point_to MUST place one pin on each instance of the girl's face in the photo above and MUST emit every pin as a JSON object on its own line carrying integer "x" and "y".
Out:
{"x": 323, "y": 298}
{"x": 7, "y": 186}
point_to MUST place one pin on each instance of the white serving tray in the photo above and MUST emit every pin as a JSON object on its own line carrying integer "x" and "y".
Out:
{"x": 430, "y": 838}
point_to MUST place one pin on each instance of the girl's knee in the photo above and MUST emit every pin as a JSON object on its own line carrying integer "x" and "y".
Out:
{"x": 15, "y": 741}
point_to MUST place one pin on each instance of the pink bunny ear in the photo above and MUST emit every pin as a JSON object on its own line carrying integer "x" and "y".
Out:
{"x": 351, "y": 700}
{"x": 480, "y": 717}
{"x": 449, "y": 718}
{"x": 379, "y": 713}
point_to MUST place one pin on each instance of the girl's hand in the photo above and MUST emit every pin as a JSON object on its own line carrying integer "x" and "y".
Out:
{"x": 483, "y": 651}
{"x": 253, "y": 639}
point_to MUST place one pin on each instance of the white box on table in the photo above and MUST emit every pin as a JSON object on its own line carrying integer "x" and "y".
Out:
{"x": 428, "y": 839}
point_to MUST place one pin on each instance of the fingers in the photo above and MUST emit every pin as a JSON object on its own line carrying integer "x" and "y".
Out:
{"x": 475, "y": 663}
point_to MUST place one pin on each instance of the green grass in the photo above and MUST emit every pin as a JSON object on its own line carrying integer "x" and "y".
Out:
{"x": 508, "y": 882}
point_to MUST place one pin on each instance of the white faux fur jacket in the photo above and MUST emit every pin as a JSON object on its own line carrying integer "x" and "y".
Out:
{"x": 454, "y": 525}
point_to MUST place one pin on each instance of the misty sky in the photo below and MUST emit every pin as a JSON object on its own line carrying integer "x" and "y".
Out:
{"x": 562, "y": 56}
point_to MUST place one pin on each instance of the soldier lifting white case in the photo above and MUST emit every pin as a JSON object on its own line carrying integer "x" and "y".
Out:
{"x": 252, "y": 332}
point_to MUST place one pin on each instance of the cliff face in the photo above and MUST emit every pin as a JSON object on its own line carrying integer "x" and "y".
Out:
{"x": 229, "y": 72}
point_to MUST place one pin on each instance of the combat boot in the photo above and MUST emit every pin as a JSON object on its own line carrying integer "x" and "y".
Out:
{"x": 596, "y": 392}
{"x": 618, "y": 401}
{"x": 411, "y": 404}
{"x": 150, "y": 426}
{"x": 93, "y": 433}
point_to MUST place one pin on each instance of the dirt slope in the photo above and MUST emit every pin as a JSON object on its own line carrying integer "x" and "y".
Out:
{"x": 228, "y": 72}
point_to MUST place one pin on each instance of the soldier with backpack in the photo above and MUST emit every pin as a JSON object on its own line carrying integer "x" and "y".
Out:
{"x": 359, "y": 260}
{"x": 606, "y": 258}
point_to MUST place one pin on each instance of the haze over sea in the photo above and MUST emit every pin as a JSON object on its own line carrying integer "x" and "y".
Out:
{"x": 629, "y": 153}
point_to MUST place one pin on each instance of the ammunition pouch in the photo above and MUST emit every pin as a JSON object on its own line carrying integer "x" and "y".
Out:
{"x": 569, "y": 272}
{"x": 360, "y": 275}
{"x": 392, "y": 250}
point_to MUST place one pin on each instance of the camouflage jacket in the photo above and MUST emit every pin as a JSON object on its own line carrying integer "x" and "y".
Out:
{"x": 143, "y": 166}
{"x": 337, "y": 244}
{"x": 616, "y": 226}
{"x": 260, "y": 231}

**Exercise goal:** Sift through the material above and copy each line that holds "girl".

**Exercise answer:**
point_to MUST place one pin on each instance of the girl's face in the photo above and MUST emit every pin as a JSON object on its own line carrying integer "x" and "y".
point_to MUST place one pin on each instance of the girl's knee in the photo above and MUST emit every pin as a JSON object on its own line carrying integer "x" and "y".
point_to MUST place one pin on each instance of the girl's hand in the photo above and MUST emit every pin as a JSON object on its own line carrying integer "x" and "y".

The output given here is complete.